== DATA FOR ANALYSIS ==
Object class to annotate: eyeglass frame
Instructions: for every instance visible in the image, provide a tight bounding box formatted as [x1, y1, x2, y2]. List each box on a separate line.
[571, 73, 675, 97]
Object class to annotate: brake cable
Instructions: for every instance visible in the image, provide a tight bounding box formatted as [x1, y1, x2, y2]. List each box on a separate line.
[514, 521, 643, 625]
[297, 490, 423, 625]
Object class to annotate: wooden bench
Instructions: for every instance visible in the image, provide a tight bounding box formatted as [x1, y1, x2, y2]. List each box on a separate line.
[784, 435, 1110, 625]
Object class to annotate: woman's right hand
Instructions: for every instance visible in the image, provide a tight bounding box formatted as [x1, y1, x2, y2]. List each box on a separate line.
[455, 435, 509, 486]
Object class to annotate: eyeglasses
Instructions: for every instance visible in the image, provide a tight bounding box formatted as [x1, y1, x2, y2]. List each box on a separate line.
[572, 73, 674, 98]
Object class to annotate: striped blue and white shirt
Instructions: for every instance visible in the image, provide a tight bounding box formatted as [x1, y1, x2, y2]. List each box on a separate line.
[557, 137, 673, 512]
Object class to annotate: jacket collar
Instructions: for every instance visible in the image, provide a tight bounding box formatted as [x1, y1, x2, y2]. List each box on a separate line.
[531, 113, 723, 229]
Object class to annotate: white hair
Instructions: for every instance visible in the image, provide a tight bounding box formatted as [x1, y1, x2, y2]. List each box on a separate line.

== WHAT YOU HAVE TO DO ==
Copy out every line from the data above that has "white" in it.

== RESPONSE FOR THIS EXERCISE ==
Object class to annotate: striped blue and white shirt
Object class to annotate: white hair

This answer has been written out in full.